### 原文
多摩川がつくりだした国分寺・府中の地形 国分寺崖線と府中崖線(通称ハケ)

<small>国分寺崖線の緑</small>国分寺と府中のまちは、多摩川がつくり出した扇状地を基盤とする武蔵野台地の上にあります。北に位置する国分寺から府中のまち、そして多摩川まで南に視線を移動させてみると、そこには2つの河岸段丘が形成されていることが分かります。まず、武蔵野段丘上にある国分寺のまちは国分寺駅の南側あたりを西から東に伸びる国分寺崖線を境に一段低くなります。 一段低くなった一帯は、いわゆる立川段丘上に位置し、府中のまちへと続いています。そのまま南下すると、府中市街地南の府中崖線でさらに一段下がり、多摩川へと続いています。こうした地形は、大きく変化してきた地球の気候とその影響を受けた多摩川の流れなどによって形成されました。国分寺崖線、府中崖線ともに周辺の地形に注意しながら歩いてみればその位置はすぐに分かります。周囲の市街地化が進んでしまった府中崖線にくらべ、今も雑木林や農地、庭園施設などとして残っている国分寺崖線のほうがハケの様子をよりうかがい知ることができます。そのうちのひとつ
真姿池湧水群(写真②)は名水100選に選ばれています。

### 作業内容
A: 原文によると、国分寺崖線はどのあたりをどの方向に伸びていますか。
B: 原文の要点を2文でまとめてください。
C: 次の(i)〜(iii)が原文の内容と合っているかを、はい・いいえで答えてください。それぞれ判断の根拠となる原文の語句をそのまま引用してください。
(i) 府中崖線は府中市街地の北にある。
(ii) 真姿池湧水群は名水100選に選ばれている。
(iii) ハケの様子は、国分寺崖線より府中崖線のほうがよくうかがい知ることができる。

### 抽出資料
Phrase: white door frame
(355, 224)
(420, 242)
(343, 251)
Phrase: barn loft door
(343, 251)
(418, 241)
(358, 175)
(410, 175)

### 最終結果
A: 国分寺駅の南側あたりを西から東に伸びています。

B: 国分寺と府中のまちは、多摩川がつくり出した扇状地を基盤とする武蔵野台地の上にあり、北から南へ国分寺崖線と府中崖線を境に一段ずつ低くなって多摩川へと続いています。こうした地形は、変化してきた地球の気候とその影響を受けた多摩川の流れなどによって形成され、市街地化が進んだ府中崖線よりも、雑木林や農地、庭園施設などが残る国分寺崖線のほうがハケの様子をよりうかがい知ることができます。

C:
(i) いいえ。「府中市街地南の府中崖線」
(ii) はい。「名水100選に選ばれています」
(iii) いいえ。「今も雑木林や農地、庭園施設などとして残っている国分寺崖線のほうがハケの様子をよりうかがい知ることができます」